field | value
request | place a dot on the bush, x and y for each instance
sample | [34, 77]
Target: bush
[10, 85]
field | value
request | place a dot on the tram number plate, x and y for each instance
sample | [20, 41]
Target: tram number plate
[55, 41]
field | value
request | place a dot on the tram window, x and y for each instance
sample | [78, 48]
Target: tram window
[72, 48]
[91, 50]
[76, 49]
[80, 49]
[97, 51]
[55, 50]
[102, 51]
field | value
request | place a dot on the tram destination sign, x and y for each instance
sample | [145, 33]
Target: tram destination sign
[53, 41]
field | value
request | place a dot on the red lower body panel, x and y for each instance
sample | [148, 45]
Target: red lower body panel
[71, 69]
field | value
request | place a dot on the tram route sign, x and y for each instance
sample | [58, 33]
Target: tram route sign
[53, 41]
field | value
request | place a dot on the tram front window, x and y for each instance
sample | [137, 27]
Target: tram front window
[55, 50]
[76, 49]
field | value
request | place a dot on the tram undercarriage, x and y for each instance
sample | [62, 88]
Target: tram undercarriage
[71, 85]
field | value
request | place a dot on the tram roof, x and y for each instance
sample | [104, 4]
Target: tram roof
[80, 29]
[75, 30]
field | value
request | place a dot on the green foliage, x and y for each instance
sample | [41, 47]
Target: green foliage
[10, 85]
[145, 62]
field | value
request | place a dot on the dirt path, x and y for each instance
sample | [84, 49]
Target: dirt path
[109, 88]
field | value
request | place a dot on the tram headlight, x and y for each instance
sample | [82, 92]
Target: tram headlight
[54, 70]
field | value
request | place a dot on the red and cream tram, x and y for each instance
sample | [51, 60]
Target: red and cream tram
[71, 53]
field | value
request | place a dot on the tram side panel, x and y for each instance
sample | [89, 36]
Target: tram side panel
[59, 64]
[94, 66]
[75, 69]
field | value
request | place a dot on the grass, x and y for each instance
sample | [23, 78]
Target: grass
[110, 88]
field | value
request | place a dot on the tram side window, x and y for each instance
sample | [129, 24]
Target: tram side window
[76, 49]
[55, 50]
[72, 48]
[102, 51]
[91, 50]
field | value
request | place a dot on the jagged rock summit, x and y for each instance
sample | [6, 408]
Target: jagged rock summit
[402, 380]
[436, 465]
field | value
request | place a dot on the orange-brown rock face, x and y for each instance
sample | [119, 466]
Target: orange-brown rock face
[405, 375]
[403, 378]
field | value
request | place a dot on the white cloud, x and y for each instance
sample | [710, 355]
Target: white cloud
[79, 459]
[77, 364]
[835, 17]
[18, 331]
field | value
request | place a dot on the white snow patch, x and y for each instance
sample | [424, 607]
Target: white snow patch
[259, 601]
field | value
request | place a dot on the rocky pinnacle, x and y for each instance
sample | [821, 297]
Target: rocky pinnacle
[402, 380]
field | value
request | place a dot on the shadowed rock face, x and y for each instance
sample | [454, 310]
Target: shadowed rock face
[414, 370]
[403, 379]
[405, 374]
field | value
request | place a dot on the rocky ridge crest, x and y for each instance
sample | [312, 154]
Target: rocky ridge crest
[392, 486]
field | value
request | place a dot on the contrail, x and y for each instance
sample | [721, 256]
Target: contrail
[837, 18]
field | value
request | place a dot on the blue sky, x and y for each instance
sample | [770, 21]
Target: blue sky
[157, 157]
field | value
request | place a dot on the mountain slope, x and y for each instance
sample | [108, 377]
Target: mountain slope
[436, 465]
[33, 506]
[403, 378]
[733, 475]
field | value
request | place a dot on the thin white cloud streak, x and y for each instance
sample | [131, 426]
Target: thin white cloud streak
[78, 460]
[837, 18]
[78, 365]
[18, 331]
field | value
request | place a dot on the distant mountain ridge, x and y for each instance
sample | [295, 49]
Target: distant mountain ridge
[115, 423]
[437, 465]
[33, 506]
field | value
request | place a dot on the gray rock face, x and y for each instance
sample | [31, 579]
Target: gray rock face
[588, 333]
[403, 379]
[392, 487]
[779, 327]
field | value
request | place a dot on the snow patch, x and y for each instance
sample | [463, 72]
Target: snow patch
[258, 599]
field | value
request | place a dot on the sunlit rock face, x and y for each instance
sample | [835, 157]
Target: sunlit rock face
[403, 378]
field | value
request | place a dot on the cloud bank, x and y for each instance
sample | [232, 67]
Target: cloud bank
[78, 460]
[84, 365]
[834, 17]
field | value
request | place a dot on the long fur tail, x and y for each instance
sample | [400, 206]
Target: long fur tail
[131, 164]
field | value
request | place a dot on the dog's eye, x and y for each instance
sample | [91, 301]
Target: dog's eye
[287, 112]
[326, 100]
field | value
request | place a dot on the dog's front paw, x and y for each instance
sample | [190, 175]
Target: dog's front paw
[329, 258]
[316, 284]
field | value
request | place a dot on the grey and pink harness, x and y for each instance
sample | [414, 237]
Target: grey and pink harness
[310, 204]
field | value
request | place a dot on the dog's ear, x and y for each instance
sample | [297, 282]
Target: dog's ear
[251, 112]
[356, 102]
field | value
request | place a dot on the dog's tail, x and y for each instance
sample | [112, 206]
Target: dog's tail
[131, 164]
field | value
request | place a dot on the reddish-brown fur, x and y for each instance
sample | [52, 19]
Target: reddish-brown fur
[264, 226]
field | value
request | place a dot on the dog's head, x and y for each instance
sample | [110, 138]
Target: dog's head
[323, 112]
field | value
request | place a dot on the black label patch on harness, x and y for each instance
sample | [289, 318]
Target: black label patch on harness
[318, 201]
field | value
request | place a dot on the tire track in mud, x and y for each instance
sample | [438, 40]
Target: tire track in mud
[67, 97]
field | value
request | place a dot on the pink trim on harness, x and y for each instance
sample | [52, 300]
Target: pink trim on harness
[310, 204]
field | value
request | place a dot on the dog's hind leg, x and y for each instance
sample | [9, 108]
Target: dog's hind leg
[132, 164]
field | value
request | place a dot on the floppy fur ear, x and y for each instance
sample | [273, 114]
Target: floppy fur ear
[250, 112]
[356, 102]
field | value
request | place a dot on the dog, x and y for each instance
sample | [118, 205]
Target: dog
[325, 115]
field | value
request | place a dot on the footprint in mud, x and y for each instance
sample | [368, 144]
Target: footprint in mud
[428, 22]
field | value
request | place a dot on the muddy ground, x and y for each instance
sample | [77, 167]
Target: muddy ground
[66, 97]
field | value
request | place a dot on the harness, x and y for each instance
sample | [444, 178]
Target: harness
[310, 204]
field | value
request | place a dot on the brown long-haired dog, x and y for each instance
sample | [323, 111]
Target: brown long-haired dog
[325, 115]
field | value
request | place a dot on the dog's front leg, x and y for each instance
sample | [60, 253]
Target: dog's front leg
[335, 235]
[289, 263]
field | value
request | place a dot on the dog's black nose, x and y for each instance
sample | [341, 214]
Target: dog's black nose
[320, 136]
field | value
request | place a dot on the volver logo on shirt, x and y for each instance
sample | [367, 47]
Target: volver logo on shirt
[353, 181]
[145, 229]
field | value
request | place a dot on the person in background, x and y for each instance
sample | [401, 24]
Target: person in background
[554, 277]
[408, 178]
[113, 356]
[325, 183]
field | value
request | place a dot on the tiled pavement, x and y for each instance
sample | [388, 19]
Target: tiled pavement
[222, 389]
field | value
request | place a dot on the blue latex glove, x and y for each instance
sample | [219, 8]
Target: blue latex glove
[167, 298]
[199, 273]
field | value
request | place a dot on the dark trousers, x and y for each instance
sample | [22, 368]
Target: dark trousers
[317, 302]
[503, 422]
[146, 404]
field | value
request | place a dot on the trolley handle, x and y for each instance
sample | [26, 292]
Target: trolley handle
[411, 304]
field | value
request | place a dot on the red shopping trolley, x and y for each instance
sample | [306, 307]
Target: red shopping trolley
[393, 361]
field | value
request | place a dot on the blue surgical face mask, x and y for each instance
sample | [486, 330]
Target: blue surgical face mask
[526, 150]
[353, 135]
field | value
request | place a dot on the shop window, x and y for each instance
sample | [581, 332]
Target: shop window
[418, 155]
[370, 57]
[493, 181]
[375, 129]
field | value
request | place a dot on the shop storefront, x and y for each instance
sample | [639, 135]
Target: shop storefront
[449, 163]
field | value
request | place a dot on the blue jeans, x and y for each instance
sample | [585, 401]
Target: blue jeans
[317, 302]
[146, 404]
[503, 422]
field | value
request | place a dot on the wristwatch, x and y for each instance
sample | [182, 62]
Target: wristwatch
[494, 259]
◇ ◇ ◇ ◇ ◇
* Doel *
Haal uit de gegevens hierboven alle regels waarin het woord "foliage" voorkomt en schrijf die regels over.

* Uitwerking *
request | place a dot on the green foliage, x and y for each instance
Target: green foliage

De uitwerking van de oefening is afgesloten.